Segment Start: INFORMATION SUPPLIED
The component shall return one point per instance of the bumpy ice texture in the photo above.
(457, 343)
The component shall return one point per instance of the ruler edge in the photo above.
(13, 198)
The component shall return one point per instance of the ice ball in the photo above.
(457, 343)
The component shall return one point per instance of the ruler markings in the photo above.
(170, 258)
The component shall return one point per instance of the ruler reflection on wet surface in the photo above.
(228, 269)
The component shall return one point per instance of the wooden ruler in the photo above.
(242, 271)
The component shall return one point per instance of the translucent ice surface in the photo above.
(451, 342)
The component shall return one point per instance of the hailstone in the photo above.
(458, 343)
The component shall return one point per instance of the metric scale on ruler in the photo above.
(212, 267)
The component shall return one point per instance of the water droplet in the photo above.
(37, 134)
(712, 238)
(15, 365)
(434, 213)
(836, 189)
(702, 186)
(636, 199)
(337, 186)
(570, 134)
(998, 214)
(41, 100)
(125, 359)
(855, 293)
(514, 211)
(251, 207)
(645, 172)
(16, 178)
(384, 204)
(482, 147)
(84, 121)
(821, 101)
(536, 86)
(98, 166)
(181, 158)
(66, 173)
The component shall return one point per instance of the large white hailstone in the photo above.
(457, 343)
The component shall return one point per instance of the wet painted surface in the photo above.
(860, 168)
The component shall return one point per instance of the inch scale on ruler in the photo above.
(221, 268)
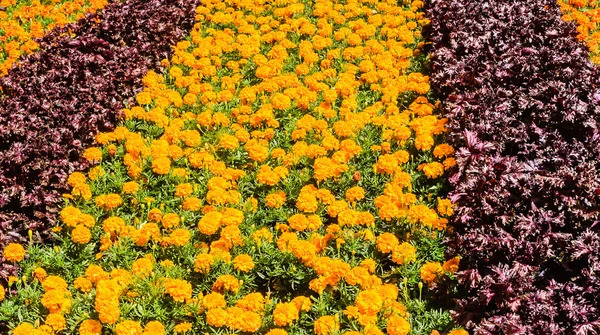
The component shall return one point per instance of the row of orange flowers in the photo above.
(22, 23)
(586, 14)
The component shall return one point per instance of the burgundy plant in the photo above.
(523, 103)
(57, 99)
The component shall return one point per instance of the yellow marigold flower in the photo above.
(142, 267)
(56, 321)
(154, 328)
(228, 142)
(179, 290)
(302, 303)
(443, 150)
(161, 165)
(277, 331)
(386, 242)
(203, 262)
(243, 263)
(76, 178)
(354, 194)
(24, 329)
(108, 201)
(227, 283)
(128, 327)
(155, 215)
(285, 314)
(217, 317)
(180, 237)
(397, 325)
(451, 265)
(57, 301)
(369, 302)
(81, 234)
(431, 271)
(210, 223)
(445, 207)
(326, 325)
(170, 220)
(83, 284)
(90, 327)
(253, 302)
(93, 154)
(184, 190)
(183, 327)
(54, 283)
(14, 252)
(432, 170)
(130, 187)
(404, 253)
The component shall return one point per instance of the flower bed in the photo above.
(22, 23)
(59, 98)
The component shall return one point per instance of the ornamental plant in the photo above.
(54, 103)
(283, 175)
(22, 22)
(523, 104)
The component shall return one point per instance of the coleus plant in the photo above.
(523, 103)
(56, 100)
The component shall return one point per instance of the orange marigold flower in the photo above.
(397, 325)
(14, 252)
(182, 327)
(214, 300)
(83, 284)
(445, 207)
(180, 237)
(56, 321)
(227, 283)
(326, 325)
(128, 327)
(130, 187)
(90, 327)
(285, 314)
(161, 165)
(386, 242)
(81, 234)
(243, 263)
(93, 154)
(108, 201)
(451, 265)
(40, 274)
(431, 271)
(203, 262)
(404, 253)
(354, 194)
(170, 220)
(179, 290)
(369, 302)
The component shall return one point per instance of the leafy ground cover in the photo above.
(60, 97)
(22, 21)
(586, 15)
(284, 174)
(522, 103)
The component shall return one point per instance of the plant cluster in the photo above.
(283, 175)
(523, 104)
(60, 97)
(21, 22)
(586, 14)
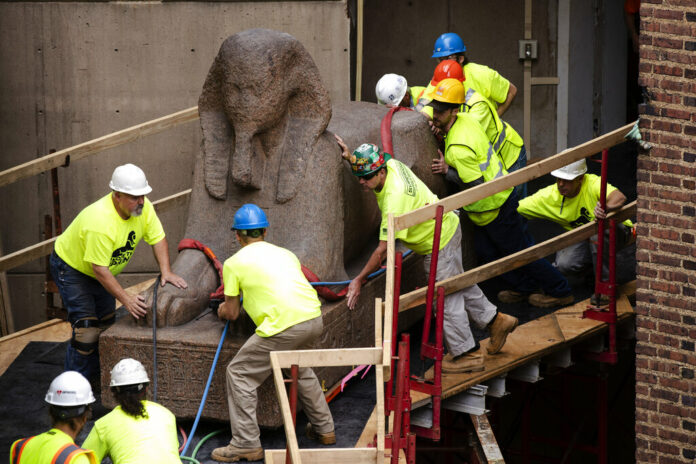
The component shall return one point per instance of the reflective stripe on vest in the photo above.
(66, 454)
(466, 131)
(17, 449)
(501, 139)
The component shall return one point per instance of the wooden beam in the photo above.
(515, 178)
(326, 455)
(290, 434)
(62, 157)
(44, 248)
(332, 357)
(487, 439)
(513, 261)
(379, 382)
(31, 329)
(389, 298)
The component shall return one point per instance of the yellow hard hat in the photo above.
(449, 91)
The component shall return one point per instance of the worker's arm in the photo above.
(135, 304)
(615, 200)
(372, 265)
(512, 92)
(161, 252)
(231, 308)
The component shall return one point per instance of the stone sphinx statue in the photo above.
(264, 114)
(268, 139)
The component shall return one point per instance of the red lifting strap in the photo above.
(324, 292)
(189, 243)
(385, 129)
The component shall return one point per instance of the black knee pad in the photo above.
(85, 337)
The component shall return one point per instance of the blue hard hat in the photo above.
(448, 44)
(249, 216)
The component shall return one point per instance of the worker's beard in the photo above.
(137, 211)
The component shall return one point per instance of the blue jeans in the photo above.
(520, 190)
(508, 234)
(83, 297)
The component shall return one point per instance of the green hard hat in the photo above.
(367, 159)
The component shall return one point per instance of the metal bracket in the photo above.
(471, 401)
(594, 345)
(527, 373)
(528, 49)
(560, 358)
(423, 416)
(496, 387)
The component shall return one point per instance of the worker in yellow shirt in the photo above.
(392, 90)
(69, 397)
(573, 201)
(287, 314)
(95, 248)
(486, 81)
(136, 431)
(399, 191)
(500, 230)
(505, 140)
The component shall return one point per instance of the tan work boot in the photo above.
(231, 453)
(541, 300)
(511, 296)
(323, 438)
(502, 326)
(466, 362)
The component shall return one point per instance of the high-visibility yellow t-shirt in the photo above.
(486, 81)
(403, 192)
(43, 448)
(548, 203)
(98, 235)
(276, 293)
(130, 440)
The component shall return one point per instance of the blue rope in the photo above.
(207, 388)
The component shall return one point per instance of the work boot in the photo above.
(231, 453)
(500, 328)
(465, 362)
(511, 296)
(541, 300)
(323, 438)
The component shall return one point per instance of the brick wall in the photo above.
(666, 298)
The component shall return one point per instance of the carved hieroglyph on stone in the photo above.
(267, 140)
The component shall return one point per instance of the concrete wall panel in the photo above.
(76, 71)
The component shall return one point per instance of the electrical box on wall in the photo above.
(528, 49)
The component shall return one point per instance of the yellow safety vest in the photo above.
(506, 141)
(480, 160)
(417, 92)
(53, 446)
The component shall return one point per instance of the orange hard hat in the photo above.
(449, 91)
(447, 69)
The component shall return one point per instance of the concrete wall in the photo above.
(77, 71)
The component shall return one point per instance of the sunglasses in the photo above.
(370, 175)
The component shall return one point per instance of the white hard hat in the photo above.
(128, 372)
(390, 89)
(70, 389)
(571, 171)
(129, 179)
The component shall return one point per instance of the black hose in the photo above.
(154, 338)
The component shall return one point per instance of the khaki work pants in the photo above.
(250, 368)
(468, 304)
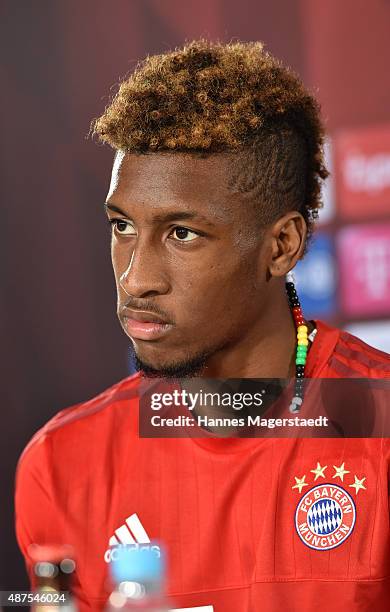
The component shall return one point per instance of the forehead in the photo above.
(158, 180)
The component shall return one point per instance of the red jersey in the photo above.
(248, 524)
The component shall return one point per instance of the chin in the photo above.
(186, 367)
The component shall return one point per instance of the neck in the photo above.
(266, 351)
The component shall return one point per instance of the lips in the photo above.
(143, 325)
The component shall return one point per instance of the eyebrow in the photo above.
(169, 216)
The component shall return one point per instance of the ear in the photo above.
(288, 238)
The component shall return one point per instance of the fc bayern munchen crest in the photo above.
(325, 516)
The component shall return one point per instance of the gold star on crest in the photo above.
(319, 471)
(300, 483)
(340, 472)
(358, 484)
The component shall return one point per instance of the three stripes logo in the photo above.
(132, 534)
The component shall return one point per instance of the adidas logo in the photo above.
(132, 534)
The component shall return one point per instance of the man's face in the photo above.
(189, 259)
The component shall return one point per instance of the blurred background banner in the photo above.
(60, 61)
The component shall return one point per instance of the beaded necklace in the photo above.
(302, 342)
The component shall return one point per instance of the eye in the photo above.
(123, 227)
(183, 234)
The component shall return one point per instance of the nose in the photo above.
(144, 276)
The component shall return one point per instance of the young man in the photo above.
(215, 184)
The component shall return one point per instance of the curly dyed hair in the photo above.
(210, 98)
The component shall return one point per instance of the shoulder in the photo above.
(87, 421)
(351, 357)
Segment End: INFORMATION SUPPLIED
Without changing a word, retype every entry above, but drop its pictures.

The component shall return one point per instance of the bumpy ice texture in the photo above.
(457, 343)
The component shall return one point per instance of the ruler edge in the photo above.
(13, 198)
The component shall return one point per instance of the ice ball in the photo above.
(457, 343)
The component shall return one point per instance of the ruler markings in the photo above.
(170, 258)
The component shall return one point per instance of the ruler reflection on wet surface in the photo above.
(228, 269)
The component shall return one point per instance of the wooden ruler in the photo above.
(242, 271)
The component shall return one point per instance of the translucent ice surface in the photo above.
(451, 342)
The component shall return one point per instance of the hailstone in the photo above.
(458, 343)
The component shall return one point per instance of the metric scale on ruler in the photo above.
(212, 267)
The component shall return one point per instance of the water droplet in the photo above.
(37, 134)
(712, 238)
(15, 365)
(434, 213)
(836, 189)
(702, 186)
(636, 199)
(337, 186)
(570, 134)
(998, 214)
(41, 100)
(125, 359)
(855, 293)
(514, 211)
(251, 207)
(645, 172)
(16, 178)
(384, 204)
(482, 147)
(84, 121)
(821, 101)
(536, 86)
(98, 166)
(181, 158)
(66, 173)
The component shall return one point per instance of the large white hailstone in the photo above.
(457, 343)
The component shall return one point per instance of the wet painted surface in the photo above.
(860, 168)
The component shall return one point per instance of the inch scale on ruler in the photo above.
(221, 268)
The component shall return one point per instance of the row of orange flowers in the photo above.
(22, 23)
(586, 14)
The component shall return one point per instance of the burgundy plant in the photo above.
(523, 103)
(57, 99)
The component shall return one point per instance of the yellow marigold flower in the photo above.
(142, 267)
(56, 321)
(154, 328)
(228, 142)
(179, 290)
(302, 303)
(443, 150)
(161, 165)
(277, 331)
(386, 242)
(203, 262)
(243, 263)
(76, 178)
(354, 194)
(24, 329)
(108, 201)
(227, 283)
(128, 327)
(155, 215)
(285, 314)
(217, 317)
(180, 237)
(397, 325)
(451, 265)
(57, 301)
(369, 302)
(81, 234)
(431, 271)
(210, 223)
(445, 207)
(326, 325)
(170, 220)
(83, 284)
(90, 327)
(253, 302)
(93, 154)
(184, 190)
(183, 327)
(54, 283)
(14, 252)
(432, 170)
(130, 187)
(404, 253)
The component shall return one point per instance of the flower bed in the photo above.
(22, 23)
(59, 98)
The component shall return one point per instance of the ornamental plant in the photo above.
(54, 103)
(283, 175)
(22, 22)
(523, 104)
The component shall return one point per instance of the coleus plant in the photo above.
(523, 103)
(56, 100)
The component shall return one point per instance of the orange marigold flower in the photo above.
(397, 325)
(14, 252)
(182, 327)
(214, 300)
(83, 284)
(445, 207)
(180, 237)
(56, 321)
(227, 283)
(326, 325)
(128, 327)
(130, 187)
(90, 327)
(285, 314)
(161, 165)
(386, 242)
(81, 234)
(243, 263)
(93, 154)
(108, 201)
(451, 265)
(40, 274)
(431, 271)
(203, 262)
(404, 253)
(354, 194)
(170, 220)
(179, 290)
(369, 302)
The component shall return one point per instance of the leafy ground cover in the photo above.
(60, 97)
(22, 21)
(586, 15)
(284, 174)
(522, 103)
The component shall return one point per instance of the plant cluster in the photo above.
(283, 175)
(523, 104)
(60, 97)
(21, 22)
(586, 14)
The component shall return one point per instance of the reflective stripe on vest in the photo above.
(66, 454)
(466, 131)
(17, 449)
(501, 139)
The component shall return one point per instance of the wooden beam in the photo above.
(515, 178)
(326, 455)
(290, 434)
(62, 157)
(44, 248)
(332, 357)
(487, 439)
(513, 261)
(379, 382)
(31, 329)
(389, 298)
The component shall return one point per instance of the yellow hard hat in the photo above.
(449, 91)
The component shall return one point per instance of the worker's arm in the photo above.
(135, 304)
(615, 200)
(372, 265)
(512, 92)
(161, 252)
(231, 308)
The component shall return one point per instance of the stone sphinx statue in the photo above.
(264, 114)
(268, 139)
The component shall return one point per instance of the red lifting strap in the photo above.
(324, 292)
(189, 243)
(385, 129)
The component shall return one point per instance of the black knee pad in the photo above.
(85, 337)
The component shall return one point per instance of the blue hard hat in the photo above.
(448, 44)
(249, 216)
The component shall return one point per instance of the worker's beard in the photo above.
(137, 211)
The component shall return one point per instance of the blue jeans in the photo above.
(520, 190)
(508, 234)
(83, 297)
The component shall return one point per instance of the green hard hat in the photo above.
(367, 159)
The component shall return one point per instance of the metal bracket in the photo above.
(471, 401)
(594, 345)
(527, 373)
(528, 49)
(560, 358)
(423, 416)
(496, 387)
The component shall return one point per instance of the worker in yellow shirt in the photo above.
(392, 90)
(69, 397)
(573, 201)
(287, 314)
(95, 248)
(486, 81)
(136, 431)
(399, 191)
(500, 230)
(505, 140)
The component shall return one point per instance of the tan work boot in the photo above.
(231, 453)
(541, 300)
(511, 296)
(323, 438)
(502, 326)
(466, 362)
The component shall return one point per instance of the high-visibility yellow t-shirt in the photo above.
(486, 81)
(403, 192)
(43, 448)
(548, 203)
(98, 235)
(276, 293)
(130, 440)
The component shall return one point per instance of the blue rope in the photo above.
(207, 388)
The component shall return one point per instance of the work boot in the photo above.
(231, 453)
(500, 328)
(465, 362)
(511, 296)
(541, 300)
(323, 438)
The component shall return one point per instance of the brick wall in the photo above.
(666, 298)
The component shall return one point per instance of the carved hieroglyph on stone in the photo above.
(267, 140)
The component shall return one point per instance of the concrete wall panel in the photo above.
(76, 71)
The component shall return one point per instance of the electrical box on wall in the photo above.
(528, 49)
The component shall return one point per instance of the yellow safety vest in the photo above.
(506, 141)
(480, 160)
(417, 92)
(53, 446)
The component shall return one point per instance of the orange hard hat in the photo above.
(449, 91)
(447, 69)
The component shall return one point per instance of the concrete wall in the photo above.
(77, 71)
The component shall return one point per instance of the sunglasses in the photo above.
(370, 175)
The component shall return one point per instance of the white hard hat in the photo above.
(128, 372)
(390, 89)
(70, 389)
(571, 171)
(129, 179)
The component shall return one point per instance of the black hose in the photo above.
(154, 338)
The component shall return one point per instance of the khaki work pants in the photo above.
(250, 368)
(468, 304)
The component shall return one point per instance of the forehead in the photo above.
(158, 180)
The component shall return one point per instance of the red jersey in the photo above.
(248, 524)
The component shall return one point per instance of the chin in the photo above.
(186, 367)
The component shall return one point per instance of the neck in the photo above.
(266, 351)
The component shall return one point per instance of the lips in the photo above.
(143, 325)
The component shall return one point per instance of the eyebrow in the photo above.
(169, 216)
The component shall return one point per instance of the ear in the photo above.
(288, 238)
The component shall return one point per instance of the fc bayern munchen crest in the photo above.
(325, 516)
The component shall return one point per instance of the gold star on crest in the photo above.
(319, 471)
(300, 483)
(340, 472)
(358, 484)
The component shall return one point per instance of the three stripes logo in the photo above.
(132, 534)
The component shall return one point per instance of the adidas logo in the photo above.
(132, 534)
The component shall return one point per instance of the man's face in the photo above.
(189, 259)
The component shall return one point per instance of the blurred background banner in the photo above.
(60, 61)
The component shall return one point per instance of the beaded necklace in the photo above.
(302, 342)
The component shall return one point per instance of the eye in the photo above.
(123, 227)
(183, 234)
The component shall return one point per instance of the nose in the photo above.
(144, 276)
The component shall return one point per instance of the young man in the photo above.
(215, 184)
The component shall return one point per instance of the curly dyed hair in the photo above.
(210, 98)
The component shall return one point per instance of the shoulder in the photo above.
(87, 421)
(351, 357)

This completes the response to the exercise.